*Some records*.
****************************************

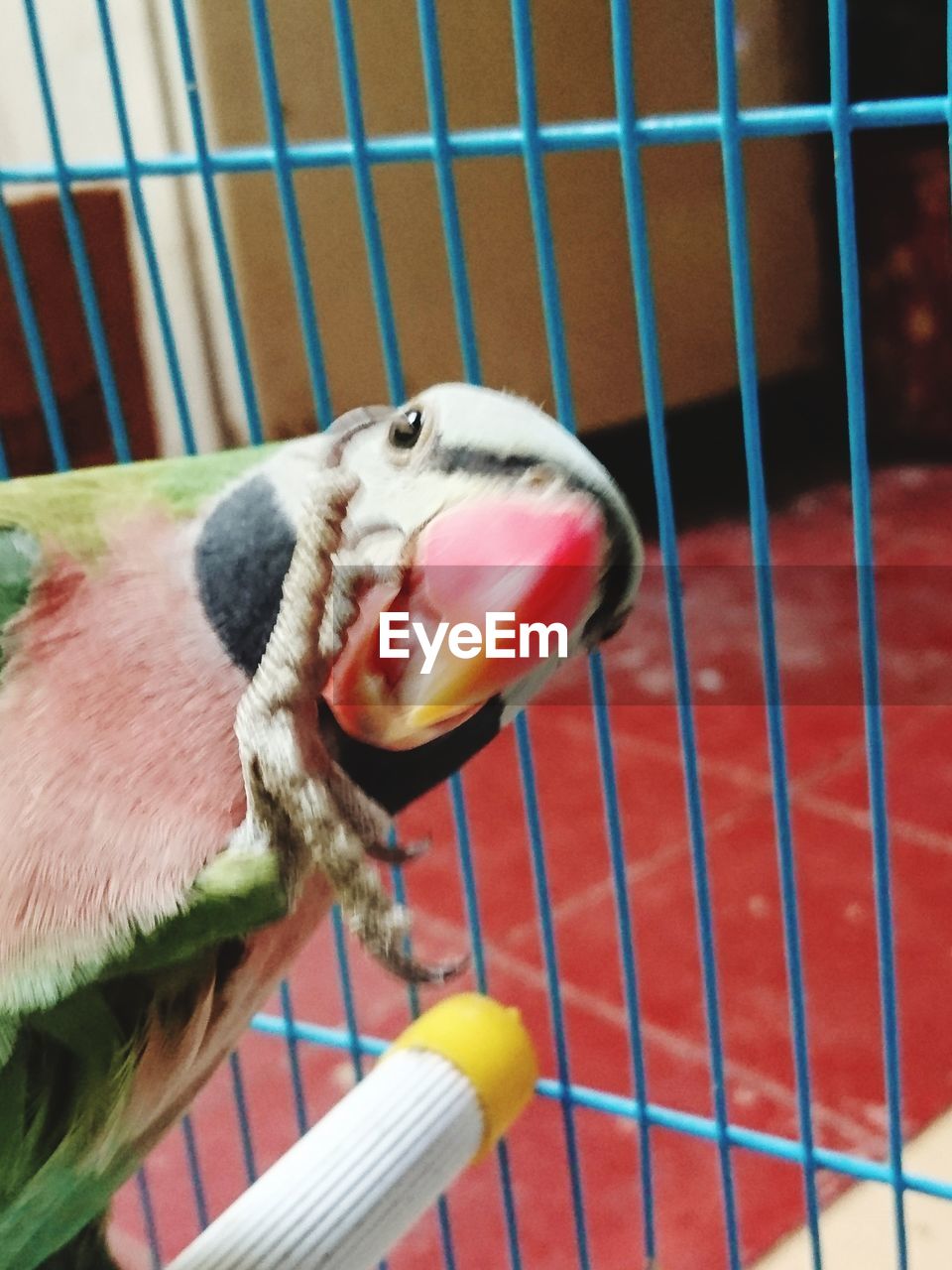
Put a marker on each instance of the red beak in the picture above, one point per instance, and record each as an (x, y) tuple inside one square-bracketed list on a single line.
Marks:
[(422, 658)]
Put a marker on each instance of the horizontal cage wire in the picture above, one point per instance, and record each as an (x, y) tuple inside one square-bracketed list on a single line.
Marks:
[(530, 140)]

****************************************

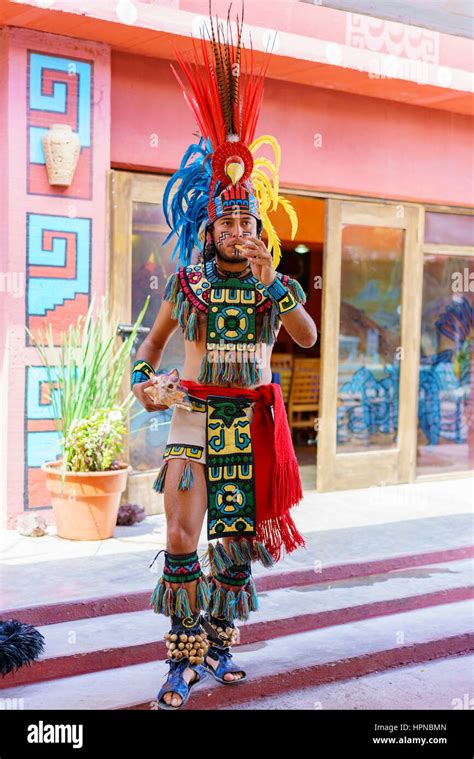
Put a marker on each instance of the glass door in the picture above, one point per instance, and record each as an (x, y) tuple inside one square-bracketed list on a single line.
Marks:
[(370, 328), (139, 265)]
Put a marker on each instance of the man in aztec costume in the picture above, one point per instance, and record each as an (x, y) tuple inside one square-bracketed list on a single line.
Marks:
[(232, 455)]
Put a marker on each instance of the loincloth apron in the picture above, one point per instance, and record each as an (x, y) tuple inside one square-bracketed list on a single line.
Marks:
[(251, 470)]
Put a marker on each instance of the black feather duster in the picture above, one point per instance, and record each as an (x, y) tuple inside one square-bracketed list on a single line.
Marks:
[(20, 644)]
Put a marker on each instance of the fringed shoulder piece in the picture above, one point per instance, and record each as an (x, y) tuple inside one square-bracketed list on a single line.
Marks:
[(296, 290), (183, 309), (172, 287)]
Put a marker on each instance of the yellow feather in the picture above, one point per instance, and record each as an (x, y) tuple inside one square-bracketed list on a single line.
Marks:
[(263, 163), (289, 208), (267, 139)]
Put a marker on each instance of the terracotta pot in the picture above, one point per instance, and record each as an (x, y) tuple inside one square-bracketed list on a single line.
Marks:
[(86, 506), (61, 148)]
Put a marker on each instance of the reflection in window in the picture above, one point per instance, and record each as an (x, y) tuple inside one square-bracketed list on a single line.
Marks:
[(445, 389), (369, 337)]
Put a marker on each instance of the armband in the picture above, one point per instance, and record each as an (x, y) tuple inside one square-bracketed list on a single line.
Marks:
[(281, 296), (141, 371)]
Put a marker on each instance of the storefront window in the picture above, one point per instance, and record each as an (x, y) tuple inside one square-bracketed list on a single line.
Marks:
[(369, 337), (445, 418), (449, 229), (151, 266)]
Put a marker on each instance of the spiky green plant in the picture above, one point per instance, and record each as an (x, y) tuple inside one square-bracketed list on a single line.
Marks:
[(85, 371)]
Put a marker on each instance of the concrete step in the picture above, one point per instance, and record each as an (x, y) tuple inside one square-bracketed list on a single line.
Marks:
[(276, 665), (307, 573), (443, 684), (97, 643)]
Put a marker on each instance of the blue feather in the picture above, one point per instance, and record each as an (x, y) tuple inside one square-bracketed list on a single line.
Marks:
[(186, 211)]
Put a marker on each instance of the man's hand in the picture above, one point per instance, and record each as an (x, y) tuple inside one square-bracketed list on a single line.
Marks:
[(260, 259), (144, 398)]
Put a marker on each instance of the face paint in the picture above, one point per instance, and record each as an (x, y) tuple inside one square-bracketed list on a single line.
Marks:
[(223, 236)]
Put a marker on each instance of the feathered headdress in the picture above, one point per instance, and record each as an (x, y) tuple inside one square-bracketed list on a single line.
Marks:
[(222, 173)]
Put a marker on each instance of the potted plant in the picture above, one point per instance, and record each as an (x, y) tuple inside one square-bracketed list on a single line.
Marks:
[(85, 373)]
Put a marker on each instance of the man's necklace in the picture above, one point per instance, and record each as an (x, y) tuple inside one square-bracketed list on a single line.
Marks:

****************************************

*Work to be completed*. Please set down again, word for word, every line from the one that contains "Put a marker on each instance of the terracotta" through the one that contains "[(86, 506), (61, 148)]".

*Solution below*.
Put a marker on each instance of the terracotta pot in the picture above, one point per instance, and record each as an (x, y) tuple inside one square-bracketed list on a single line.
Marks:
[(86, 506), (61, 148)]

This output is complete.